EXCERPTED PASSAGE:
Developmental Biology, Neuroscience
Janelia Farm Research Campus
Dr. Riddiford is a senior fellow at the Janelia Farm Research Campus.
Lynn Riddiford studies the hormonal control of insect growth, molting, and metamorphosis, particularly the roles of ecdysone and juvenile hormone. She is also interested in the hormonal basis of metamorphic and reproductive behaviors.
As a 16-year-old, Lynn Riddiford (née Moorhead) ran across a life-changing article while flipping through the pages of Seventeen magazine. Tucked amid all the fashion layouts and dating advice was an article about the summer research program at the Roscoe B. Jackson Memorial Laboratory in Bar Harbor, Maine. Intrigued, she wrote to the laboratory, requested an application, and set about convincing her parents to let her spend her summer 1,500 miles away from the farm she lived on in Illinois.
"It would have been the first year that I could have worked in the summer and it was going to cost them $15 a week," Riddiford remembers. Fortunately for Riddiford and the field of developmental biology, her parents agreed; her experiences at the Jackson Lab sparked a lifelong love of science. Most recently, that love has brought her to the Janelia Farm Research Campus to explore further the role of hormones in development.
"Retiring to come to work in an environment like Janelia is a dream come true," Riddiford says. Janelia’s collaborative environment and outstanding research support services make for an unprecedented research opportunity, she says.

EXERCISE REQUIREMENTS: Repeat, word for word, the stretch of the profile of Lynn Riddiford from "Lynn Riddiford studies" through "on in Illinois.". The material that follows plays no part in this work.

RAW DATA:
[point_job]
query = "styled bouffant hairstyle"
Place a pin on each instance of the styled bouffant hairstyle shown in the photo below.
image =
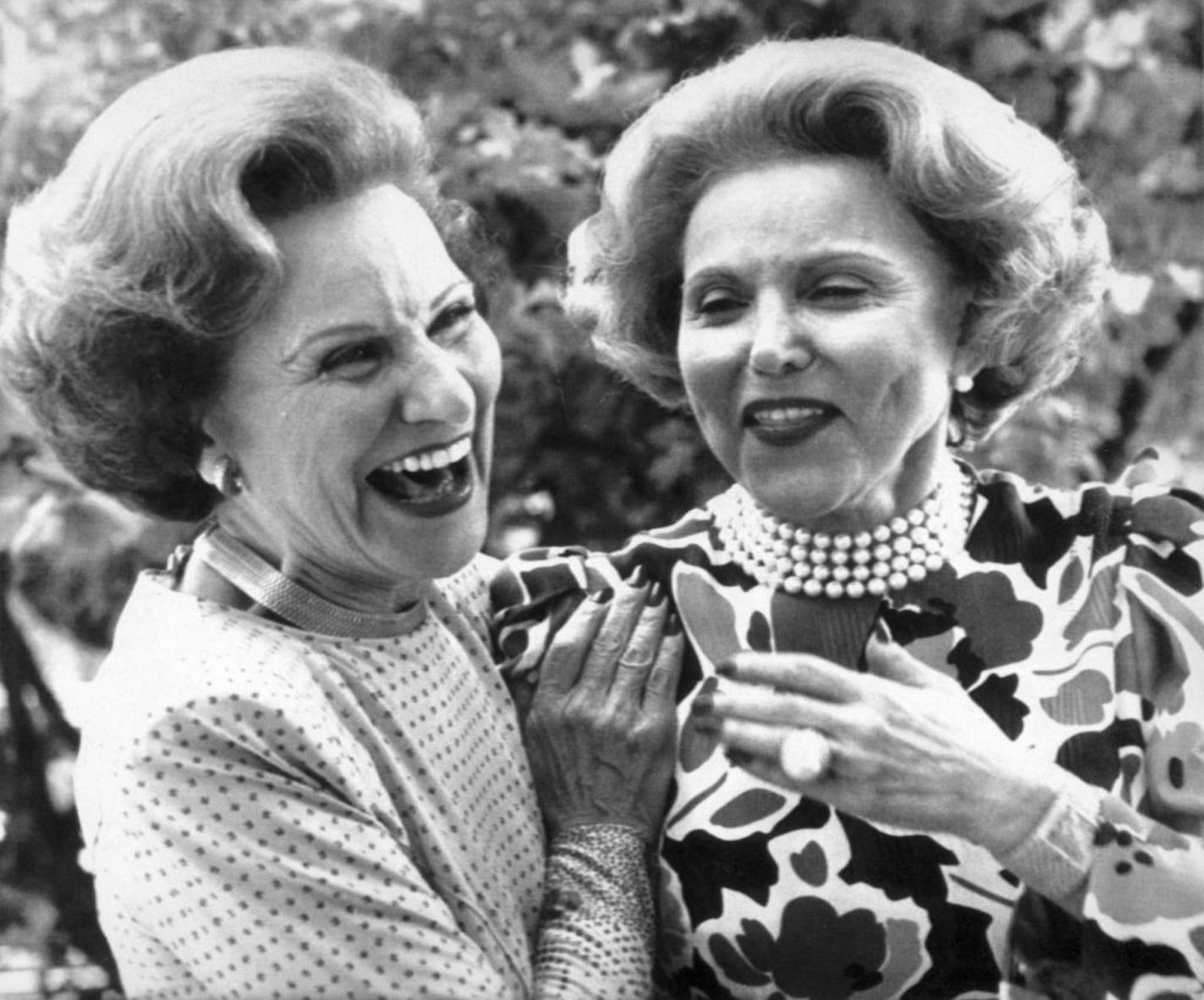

SOLUTION FOR THIS PROBLEM:
Lynn Riddiford studies the hormonal control of insect growth, molting, and metamorphosis, particularly the roles of ecdysone and juvenile hormone. She is also interested in the hormonal basis of metamorphic and reproductive behaviors.
As a 16-year-old, Lynn Riddiford (née Moorhead) ran across a life-changing article while flipping through the pages of Seventeen magazine. Tucked amid all the fashion layouts and dating advice was an article about the summer research program at the Roscoe B. Jackson Memorial Laboratory in Bar Harbor, Maine. Intrigued, she wrote to the laboratory, requested an application, and set about convincing her parents to let her spend her summer 1,500 miles away from the farm she lived on in Illinois.